- [Working data]:
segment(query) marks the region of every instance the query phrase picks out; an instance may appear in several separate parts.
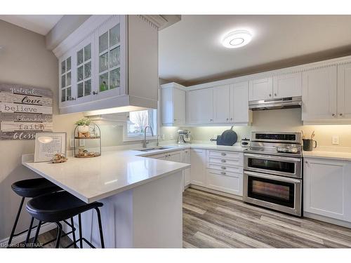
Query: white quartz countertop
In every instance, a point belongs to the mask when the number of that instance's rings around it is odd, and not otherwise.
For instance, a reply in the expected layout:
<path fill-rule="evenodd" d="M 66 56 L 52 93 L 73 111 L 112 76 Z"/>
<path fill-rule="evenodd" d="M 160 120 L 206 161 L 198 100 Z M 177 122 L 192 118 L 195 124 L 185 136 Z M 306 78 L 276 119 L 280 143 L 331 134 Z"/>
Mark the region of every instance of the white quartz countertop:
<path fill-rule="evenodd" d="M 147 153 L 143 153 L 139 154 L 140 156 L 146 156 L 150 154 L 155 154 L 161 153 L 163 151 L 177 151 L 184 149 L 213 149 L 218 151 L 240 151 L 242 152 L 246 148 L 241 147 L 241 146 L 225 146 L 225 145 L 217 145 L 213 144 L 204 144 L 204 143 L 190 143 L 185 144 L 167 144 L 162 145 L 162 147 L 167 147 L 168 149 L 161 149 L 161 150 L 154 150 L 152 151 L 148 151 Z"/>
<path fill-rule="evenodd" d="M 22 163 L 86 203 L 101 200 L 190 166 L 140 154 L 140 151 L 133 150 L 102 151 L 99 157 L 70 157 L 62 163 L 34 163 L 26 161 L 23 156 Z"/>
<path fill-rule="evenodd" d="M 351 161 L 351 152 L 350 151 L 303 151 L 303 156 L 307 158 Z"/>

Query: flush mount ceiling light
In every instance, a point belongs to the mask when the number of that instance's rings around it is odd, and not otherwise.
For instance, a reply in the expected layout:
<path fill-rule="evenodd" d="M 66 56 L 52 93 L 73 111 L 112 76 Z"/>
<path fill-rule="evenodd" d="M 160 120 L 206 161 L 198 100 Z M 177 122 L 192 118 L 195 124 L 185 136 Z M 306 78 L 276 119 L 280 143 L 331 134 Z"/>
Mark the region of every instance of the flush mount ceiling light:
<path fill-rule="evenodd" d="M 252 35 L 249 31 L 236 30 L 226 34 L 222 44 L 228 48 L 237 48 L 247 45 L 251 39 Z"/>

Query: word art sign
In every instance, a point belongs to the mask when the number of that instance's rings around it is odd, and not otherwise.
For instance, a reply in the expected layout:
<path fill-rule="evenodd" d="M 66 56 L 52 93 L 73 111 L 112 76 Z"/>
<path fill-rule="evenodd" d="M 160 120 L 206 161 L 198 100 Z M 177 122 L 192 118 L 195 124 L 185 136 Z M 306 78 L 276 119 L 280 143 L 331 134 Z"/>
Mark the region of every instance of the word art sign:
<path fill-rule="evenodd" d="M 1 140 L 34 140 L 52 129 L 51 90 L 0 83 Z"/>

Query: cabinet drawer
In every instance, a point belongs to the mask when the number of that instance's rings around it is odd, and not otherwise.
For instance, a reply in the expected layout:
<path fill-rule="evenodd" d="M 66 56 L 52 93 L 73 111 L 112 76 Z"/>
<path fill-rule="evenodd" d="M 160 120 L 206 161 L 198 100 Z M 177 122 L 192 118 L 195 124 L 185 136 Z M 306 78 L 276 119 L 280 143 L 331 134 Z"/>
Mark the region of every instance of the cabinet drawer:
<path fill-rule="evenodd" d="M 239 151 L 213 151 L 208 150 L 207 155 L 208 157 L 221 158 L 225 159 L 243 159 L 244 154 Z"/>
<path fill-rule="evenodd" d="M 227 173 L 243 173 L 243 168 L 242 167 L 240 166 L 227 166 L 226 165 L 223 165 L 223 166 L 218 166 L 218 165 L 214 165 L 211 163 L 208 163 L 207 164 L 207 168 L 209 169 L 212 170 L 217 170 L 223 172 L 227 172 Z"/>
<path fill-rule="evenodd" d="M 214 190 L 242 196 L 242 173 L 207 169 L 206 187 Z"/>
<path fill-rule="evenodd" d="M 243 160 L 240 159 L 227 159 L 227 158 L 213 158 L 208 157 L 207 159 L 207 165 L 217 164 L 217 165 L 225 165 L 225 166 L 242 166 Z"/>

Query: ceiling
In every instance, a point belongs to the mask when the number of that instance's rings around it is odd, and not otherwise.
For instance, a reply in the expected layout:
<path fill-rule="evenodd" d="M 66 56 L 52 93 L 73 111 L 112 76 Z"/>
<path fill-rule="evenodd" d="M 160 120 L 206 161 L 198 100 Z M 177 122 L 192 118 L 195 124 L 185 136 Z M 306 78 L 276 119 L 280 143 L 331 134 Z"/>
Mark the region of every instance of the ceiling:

- [What you will do]:
Write out the lines again, starting with the line with "Query: flush mount ceiling light" and going on through the line with "140 L 34 140". Put "loops" in place of "rings" and leave everything else unchanged.

- [Exercise solution]:
Query: flush mount ceiling light
In every instance, a point belongs to the mask when the number of that instance's loops around it is odd, and not otherwise.
For instance, a reply in the expected layout:
<path fill-rule="evenodd" d="M 66 56 L 52 93 L 73 111 L 112 76 Z"/>
<path fill-rule="evenodd" d="M 160 120 L 206 161 L 198 100 Z M 177 122 L 192 118 L 195 124 L 185 136 Z M 306 78 L 276 119 L 280 143 L 331 134 Z"/>
Mark the region of every instance of the flush mount ceiling light:
<path fill-rule="evenodd" d="M 252 35 L 249 31 L 236 30 L 226 34 L 222 44 L 228 48 L 237 48 L 247 45 L 251 39 Z"/>

Query: word art sign
In every instance, a point belongs to the mask when the number of that instance's loops around it is odd, and not otherwise.
For instance, a reply in the expected layout:
<path fill-rule="evenodd" d="M 66 56 L 52 93 L 73 111 L 112 76 Z"/>
<path fill-rule="evenodd" d="M 160 120 L 206 161 L 198 100 Z M 177 122 L 192 118 L 195 124 L 185 136 Z M 306 78 L 276 119 L 280 143 L 331 134 Z"/>
Mark the region of every instance of the word art sign:
<path fill-rule="evenodd" d="M 1 140 L 34 140 L 52 129 L 51 90 L 0 83 Z"/>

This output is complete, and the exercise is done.